> _What the task asks_
Go through the lines below and transcribe each one exactly.

> _Information shown_
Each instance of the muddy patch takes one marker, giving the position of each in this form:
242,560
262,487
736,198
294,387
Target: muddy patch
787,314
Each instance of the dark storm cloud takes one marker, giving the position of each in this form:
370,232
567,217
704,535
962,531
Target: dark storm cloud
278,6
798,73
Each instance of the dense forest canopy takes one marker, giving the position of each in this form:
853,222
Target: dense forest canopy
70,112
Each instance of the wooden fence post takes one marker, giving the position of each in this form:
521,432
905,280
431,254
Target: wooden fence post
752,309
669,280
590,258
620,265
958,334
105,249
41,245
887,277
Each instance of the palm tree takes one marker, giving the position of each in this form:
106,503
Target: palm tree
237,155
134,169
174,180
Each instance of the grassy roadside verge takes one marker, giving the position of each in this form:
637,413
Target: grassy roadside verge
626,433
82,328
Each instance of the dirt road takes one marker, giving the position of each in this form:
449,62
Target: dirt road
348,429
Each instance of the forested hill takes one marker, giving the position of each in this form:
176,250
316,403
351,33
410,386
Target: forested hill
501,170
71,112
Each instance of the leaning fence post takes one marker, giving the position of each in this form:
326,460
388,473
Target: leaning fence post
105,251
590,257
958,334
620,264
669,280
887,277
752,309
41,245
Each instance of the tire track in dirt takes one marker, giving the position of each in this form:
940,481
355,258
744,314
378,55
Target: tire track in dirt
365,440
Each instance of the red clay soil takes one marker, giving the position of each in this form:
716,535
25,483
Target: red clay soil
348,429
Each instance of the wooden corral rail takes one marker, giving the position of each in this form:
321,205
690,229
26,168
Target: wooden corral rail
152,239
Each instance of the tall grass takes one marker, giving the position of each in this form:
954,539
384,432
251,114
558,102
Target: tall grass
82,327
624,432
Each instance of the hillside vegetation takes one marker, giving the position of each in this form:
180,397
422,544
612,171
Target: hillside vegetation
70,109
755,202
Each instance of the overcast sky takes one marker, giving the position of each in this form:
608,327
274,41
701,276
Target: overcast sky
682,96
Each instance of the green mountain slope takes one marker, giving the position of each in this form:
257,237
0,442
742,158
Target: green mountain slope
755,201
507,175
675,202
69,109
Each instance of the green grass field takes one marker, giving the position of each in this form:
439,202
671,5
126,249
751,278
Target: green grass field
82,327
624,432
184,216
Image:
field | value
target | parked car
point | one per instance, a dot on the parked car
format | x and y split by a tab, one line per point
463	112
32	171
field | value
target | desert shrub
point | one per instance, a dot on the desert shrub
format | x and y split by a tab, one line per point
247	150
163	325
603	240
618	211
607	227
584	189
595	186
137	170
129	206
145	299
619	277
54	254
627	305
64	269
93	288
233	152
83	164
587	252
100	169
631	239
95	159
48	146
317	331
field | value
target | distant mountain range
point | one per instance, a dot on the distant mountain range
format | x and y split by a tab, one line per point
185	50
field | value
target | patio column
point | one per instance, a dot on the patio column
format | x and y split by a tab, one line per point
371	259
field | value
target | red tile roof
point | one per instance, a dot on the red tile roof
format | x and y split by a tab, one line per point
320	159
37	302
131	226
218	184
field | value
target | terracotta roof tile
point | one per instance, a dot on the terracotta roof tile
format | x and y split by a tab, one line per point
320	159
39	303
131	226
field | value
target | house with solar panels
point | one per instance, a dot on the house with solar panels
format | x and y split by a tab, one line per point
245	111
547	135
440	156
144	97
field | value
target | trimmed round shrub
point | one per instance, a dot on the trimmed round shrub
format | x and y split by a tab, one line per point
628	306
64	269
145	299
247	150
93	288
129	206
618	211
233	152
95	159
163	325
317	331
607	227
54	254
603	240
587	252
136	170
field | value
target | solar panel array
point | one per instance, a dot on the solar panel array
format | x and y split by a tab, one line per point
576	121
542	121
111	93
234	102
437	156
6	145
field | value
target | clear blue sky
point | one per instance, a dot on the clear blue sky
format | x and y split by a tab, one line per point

> _Answer to this exercise_
Each instance of the muddy patch takes one marker, giving the position of each in this form:
242,560
262,487
736,198
294,387
Target: muddy patch
787,314
Each instance of the dark storm cloud takes one marker, giving the position of each in this form:
370,232
567,217
704,535
962,531
Target: dark storm cloud
278,6
798,73
Each instance of the dense forest canopy takes one marker, giving the position of each in this form:
853,222
Target: dense forest canopy
70,112
Each instance of the wooden fence post takes one marker, giving the position of each in this form:
521,432
905,280
431,254
Target: wooden fence post
752,309
669,280
590,258
620,265
958,334
105,249
41,245
887,277
Each instance of the palm tree takes one marker, giving the position of each in this form:
106,503
Target: palm tree
237,155
134,169
174,180
Each instance of the grassy roadside verge takes one marker, giving the position of each in this form:
637,413
Target: grassy roadside verge
626,433
82,328
Each instance of the dirt road takes one marker, giving the position of each in this form:
449,62
Target: dirt road
348,429
Each instance of the forested hill takes one marker, giving the position of each in this form:
176,250
316,403
351,33
410,386
Target: forested hill
501,170
71,112
Each instance of the leaning fence post takes one marker, giving the position of each in this form:
326,460
388,473
Target: leaning fence post
105,251
590,257
958,334
620,264
669,280
887,277
752,309
41,245
Each instance of the tire track in dirt takes one marker, giving the position of each in this form:
940,481
355,258
744,314
378,55
Target: tire track in dirt
365,440
Each instance of the red clay soil takes one marker, giving the position of each in this form:
716,535
25,483
Target: red clay soil
348,429
Each instance of the wooden corral rail takes one marker, giving the position of each in this form:
321,205
690,229
26,168
Target: wooden corral rail
152,239
Each instance of the tall grass takes one marker, giving the position of each in this form:
954,539
384,432
251,114
558,102
Target: tall grass
82,327
624,432
Each instance of the hillside vegetation takes one marker, giving the position of each in this form:
180,397
422,544
612,171
Target: hillside vegetation
70,109
755,202
Each instance of the overcast sky takes one marker, giving the position of each in this form:
608,327
274,41
701,276
Target: overcast sky
682,96
Each instance of the green mountain slope takes one marker, giving the position of each in this form:
257,237
0,442
742,158
Target: green mountain slope
755,201
507,175
675,202
69,109
Each instance of the green grass field takes one marker, giving the position of each in this form:
439,202
671,5
126,249
751,278
Target: green grass field
82,327
624,432
184,216
Image:
field | value
target | parked car
point | one per instance, a dot on the parked car
format | x and y split by a tab, one line per point
463	112
32	171
field | value
target | desert shrub
point | one per instance, a dot on the desert shrub
format | x and y split by a tab, one line per point
247	150
163	325
603	240
618	211
607	227
584	189
595	186
137	170
129	206
145	299
619	277
54	254
627	305
64	269
93	288
233	152
83	164
587	252
100	169
631	239
95	159
48	146
317	331
field | value
target | distant mountain range
point | one per instance, a dot on the distant mountain range
format | x and y split by a tab, one line per point
185	50
field | value
target | patio column
point | one per instance, a dot on the patio column
format | x and y split by a tab, one line per point
371	259
field | value
target | red tile roof
point | one per instance, a dot on the red tile roof
format | x and y split by a tab, one line per point
320	159
37	302
131	226
218	184
field | value
target | terracotta roof tile
point | one per instance, a dot on the terracotta roof tile
format | x and y split by a tab, one line per point
320	159
39	303
131	226
field | value
target | house with solar panels
point | one per instance, a dot on the house with solar panels
format | x and y split by a tab, one line per point
245	111
547	135
440	156
144	97
field | value
target | trimmed round shrub
point | one per instance, a dot on the trimmed round shrub
format | x and y split by a tab, one line per point
628	306
64	269
145	299
247	150
93	288
129	206
618	211
233	152
95	159
163	325
317	331
607	227
54	254
603	240
587	252
136	170
field | value
target | solar panel array
point | one per instance, a dot on the solar panel array
format | x and y split by a tab, one line per point
576	121
542	121
111	93
234	102
437	156
6	145
field | value
target | clear blue sky
point | one per instance, a dot on the clear blue sky
format | x and y split by a tab, one line per point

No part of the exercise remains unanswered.